* _TASK PROMPT_
A single number is required: how many lines in the data below contain "pollen".

* _RECORDS FOR THIS TASK_

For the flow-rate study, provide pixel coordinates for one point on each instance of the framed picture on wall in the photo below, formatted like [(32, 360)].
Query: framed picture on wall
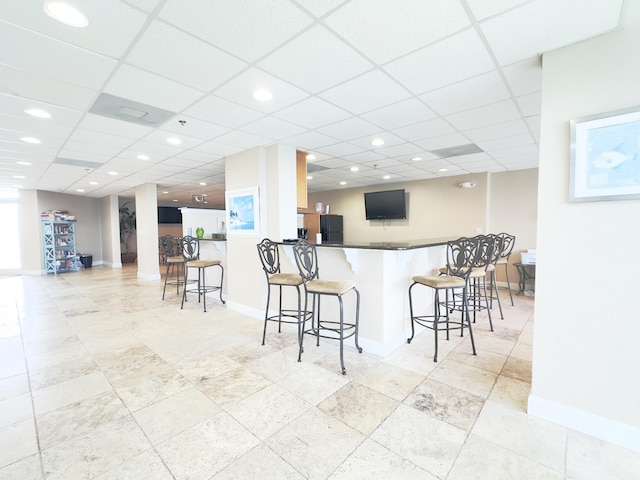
[(243, 212), (605, 156)]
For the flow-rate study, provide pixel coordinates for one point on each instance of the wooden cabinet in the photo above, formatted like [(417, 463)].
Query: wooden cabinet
[(301, 178)]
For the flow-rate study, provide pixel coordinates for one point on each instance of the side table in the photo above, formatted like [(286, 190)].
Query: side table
[(527, 272)]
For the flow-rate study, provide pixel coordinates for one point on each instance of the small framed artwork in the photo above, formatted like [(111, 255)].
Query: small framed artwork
[(605, 156), (243, 212)]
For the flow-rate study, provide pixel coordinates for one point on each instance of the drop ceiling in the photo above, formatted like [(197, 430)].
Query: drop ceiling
[(430, 78)]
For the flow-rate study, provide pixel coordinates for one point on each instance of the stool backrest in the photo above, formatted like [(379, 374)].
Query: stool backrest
[(307, 260), (190, 248), (462, 256), (269, 256)]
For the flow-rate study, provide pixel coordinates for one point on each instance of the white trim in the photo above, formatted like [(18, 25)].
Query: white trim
[(603, 428)]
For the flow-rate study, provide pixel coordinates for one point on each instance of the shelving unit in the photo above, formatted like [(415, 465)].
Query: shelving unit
[(59, 241)]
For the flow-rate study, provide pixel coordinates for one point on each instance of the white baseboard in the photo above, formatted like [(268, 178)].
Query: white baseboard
[(600, 427)]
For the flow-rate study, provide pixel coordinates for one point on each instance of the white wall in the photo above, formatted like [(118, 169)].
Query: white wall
[(586, 355)]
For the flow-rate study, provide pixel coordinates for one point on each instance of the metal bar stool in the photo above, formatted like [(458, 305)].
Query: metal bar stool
[(171, 254), (269, 254), (307, 260), (461, 258), (191, 254)]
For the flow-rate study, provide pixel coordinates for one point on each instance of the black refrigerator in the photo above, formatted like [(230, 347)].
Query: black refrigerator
[(331, 228)]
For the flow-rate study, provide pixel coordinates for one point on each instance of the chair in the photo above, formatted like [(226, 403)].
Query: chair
[(270, 258), (306, 257), (461, 258), (191, 254), (171, 256), (508, 241)]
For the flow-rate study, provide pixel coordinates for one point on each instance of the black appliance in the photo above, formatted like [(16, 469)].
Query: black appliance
[(331, 228)]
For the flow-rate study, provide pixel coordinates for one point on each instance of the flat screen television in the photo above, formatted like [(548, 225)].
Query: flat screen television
[(387, 205)]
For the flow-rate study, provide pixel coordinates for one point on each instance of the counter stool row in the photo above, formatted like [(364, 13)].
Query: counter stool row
[(182, 254)]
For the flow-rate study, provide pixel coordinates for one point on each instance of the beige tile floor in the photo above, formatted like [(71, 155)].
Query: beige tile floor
[(101, 379)]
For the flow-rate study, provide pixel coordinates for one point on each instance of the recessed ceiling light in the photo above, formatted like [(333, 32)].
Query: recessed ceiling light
[(262, 95), (36, 112), (66, 14)]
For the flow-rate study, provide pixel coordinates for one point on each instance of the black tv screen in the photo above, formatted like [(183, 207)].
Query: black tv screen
[(386, 205)]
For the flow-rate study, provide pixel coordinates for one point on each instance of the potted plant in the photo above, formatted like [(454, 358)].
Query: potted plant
[(127, 229)]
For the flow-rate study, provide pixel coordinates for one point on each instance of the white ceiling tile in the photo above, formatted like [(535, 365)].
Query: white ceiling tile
[(95, 68), (468, 94), (367, 92), (241, 89), (486, 115), (172, 53), (222, 112), (407, 25), (524, 77), (354, 127), (273, 128), (144, 87), (399, 114), (449, 61), (545, 25), (312, 112), (316, 60), (45, 89), (112, 25), (249, 29), (486, 8)]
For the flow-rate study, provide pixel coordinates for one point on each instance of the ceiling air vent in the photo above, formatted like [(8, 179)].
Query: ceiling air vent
[(130, 111)]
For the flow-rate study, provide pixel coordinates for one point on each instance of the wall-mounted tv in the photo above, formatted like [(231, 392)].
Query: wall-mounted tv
[(387, 205)]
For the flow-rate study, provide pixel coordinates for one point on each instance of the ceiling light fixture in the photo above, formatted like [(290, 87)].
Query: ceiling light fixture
[(262, 95), (66, 14), (36, 112)]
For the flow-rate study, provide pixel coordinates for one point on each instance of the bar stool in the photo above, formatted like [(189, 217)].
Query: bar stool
[(461, 258), (171, 252), (191, 254), (269, 254), (306, 257), (508, 242)]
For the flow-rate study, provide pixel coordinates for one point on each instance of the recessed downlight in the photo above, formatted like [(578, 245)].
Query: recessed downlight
[(66, 14), (37, 112), (262, 95)]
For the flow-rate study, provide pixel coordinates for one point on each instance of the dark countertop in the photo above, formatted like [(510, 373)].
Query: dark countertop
[(408, 245)]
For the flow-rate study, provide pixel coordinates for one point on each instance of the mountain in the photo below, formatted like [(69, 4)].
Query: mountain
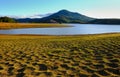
[(63, 16), (105, 21)]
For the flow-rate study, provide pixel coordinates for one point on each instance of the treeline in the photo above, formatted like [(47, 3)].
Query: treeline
[(7, 19)]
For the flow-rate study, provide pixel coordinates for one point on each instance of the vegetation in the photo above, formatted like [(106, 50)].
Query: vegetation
[(60, 56), (63, 16), (7, 19), (28, 25)]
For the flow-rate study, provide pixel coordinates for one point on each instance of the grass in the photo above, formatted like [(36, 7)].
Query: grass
[(60, 56), (28, 25)]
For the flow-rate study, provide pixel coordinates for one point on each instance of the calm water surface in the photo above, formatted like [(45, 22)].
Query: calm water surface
[(76, 29)]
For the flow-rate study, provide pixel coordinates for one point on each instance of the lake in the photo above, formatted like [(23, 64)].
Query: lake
[(75, 30)]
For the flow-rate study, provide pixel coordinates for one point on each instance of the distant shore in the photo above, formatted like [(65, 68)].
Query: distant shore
[(29, 25)]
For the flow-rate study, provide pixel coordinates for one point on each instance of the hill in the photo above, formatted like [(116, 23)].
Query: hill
[(63, 16)]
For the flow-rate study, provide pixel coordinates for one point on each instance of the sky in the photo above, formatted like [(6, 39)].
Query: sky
[(41, 8)]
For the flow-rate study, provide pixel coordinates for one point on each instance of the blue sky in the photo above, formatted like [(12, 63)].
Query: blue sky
[(92, 8)]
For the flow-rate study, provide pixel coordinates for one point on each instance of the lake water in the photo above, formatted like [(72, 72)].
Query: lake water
[(75, 30)]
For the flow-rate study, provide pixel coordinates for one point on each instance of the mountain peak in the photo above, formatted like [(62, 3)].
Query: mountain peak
[(64, 10)]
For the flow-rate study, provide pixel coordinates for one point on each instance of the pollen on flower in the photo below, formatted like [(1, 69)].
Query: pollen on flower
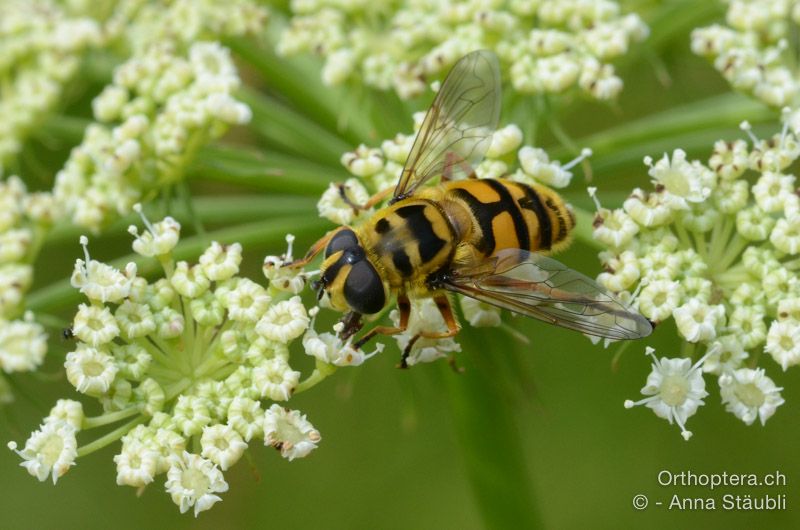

* _ANSWER BOX_
2